Excerpts from point annotation data

+ + + +

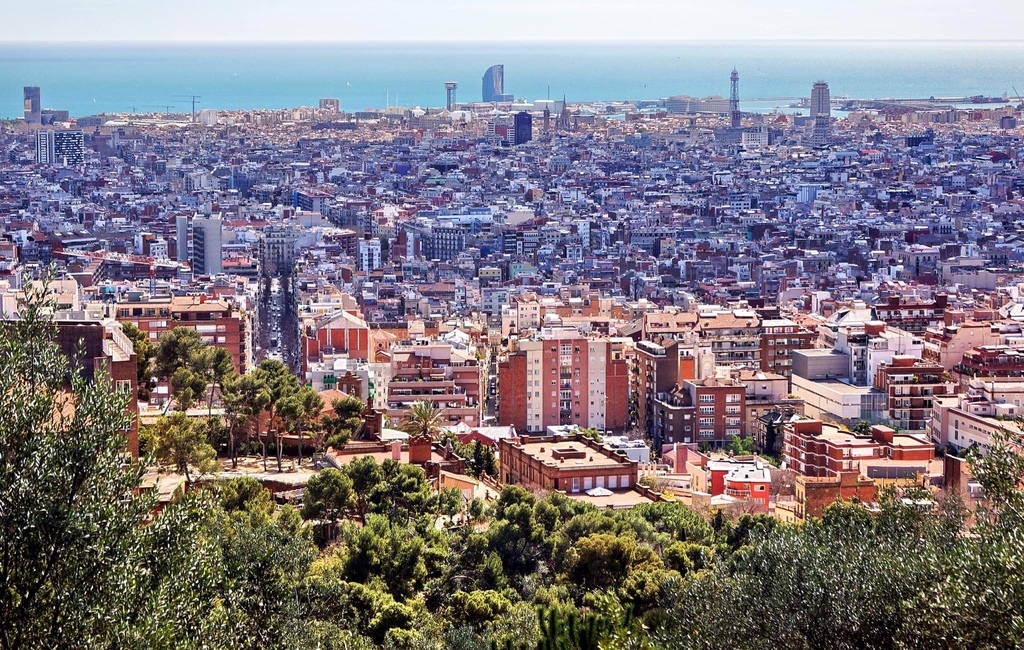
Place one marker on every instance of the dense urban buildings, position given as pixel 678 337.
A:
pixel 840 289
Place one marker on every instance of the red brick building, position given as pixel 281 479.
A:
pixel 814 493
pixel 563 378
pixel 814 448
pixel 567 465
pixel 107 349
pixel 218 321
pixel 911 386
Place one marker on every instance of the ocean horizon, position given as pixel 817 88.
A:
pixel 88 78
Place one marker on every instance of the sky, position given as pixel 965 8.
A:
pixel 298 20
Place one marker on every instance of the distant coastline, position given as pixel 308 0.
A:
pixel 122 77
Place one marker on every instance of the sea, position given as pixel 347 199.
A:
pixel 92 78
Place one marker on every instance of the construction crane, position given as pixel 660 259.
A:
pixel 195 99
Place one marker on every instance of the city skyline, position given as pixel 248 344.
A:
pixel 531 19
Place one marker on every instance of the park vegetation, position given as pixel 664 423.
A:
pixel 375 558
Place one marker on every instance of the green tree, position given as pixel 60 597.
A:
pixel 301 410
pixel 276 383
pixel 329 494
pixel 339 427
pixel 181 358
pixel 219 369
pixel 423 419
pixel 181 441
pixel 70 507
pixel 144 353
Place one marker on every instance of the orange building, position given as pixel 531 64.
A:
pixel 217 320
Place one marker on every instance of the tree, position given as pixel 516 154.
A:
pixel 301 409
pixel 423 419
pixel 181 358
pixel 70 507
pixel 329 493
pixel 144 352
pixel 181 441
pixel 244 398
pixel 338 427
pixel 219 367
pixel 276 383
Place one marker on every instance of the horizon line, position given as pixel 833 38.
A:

+ + + +

Aim of the task
Copy the lines of the data above word for word, from the line containing "Place one marker on every instance of the sea, position" through the end of the data.

Response
Place one marker on every instance of the sea, position given as pixel 347 199.
A:
pixel 92 78
Place one marker on every instance of the construction crane, position given as pixel 660 259.
A:
pixel 195 99
Place one marker on every instance of the city skyline, position given as pixel 248 344.
A:
pixel 531 19
Place one marker on every instance of the park vegetation, position given as pixel 664 423.
A:
pixel 375 558
Place one marker on every instance of the green tree, position given as pixel 60 597.
A:
pixel 301 410
pixel 276 383
pixel 329 494
pixel 339 427
pixel 181 358
pixel 219 369
pixel 423 419
pixel 181 441
pixel 70 507
pixel 144 353
Place one marker on every instance of the orange building, position given as pixel 531 64.
A:
pixel 217 320
Place one marker on every instance of the tree, position given as pixel 516 154.
A:
pixel 301 409
pixel 423 419
pixel 181 358
pixel 70 507
pixel 329 493
pixel 144 352
pixel 181 441
pixel 244 398
pixel 338 427
pixel 219 367
pixel 276 383
Place one marker on every instance of the horizon line, position given as pixel 833 38.
A:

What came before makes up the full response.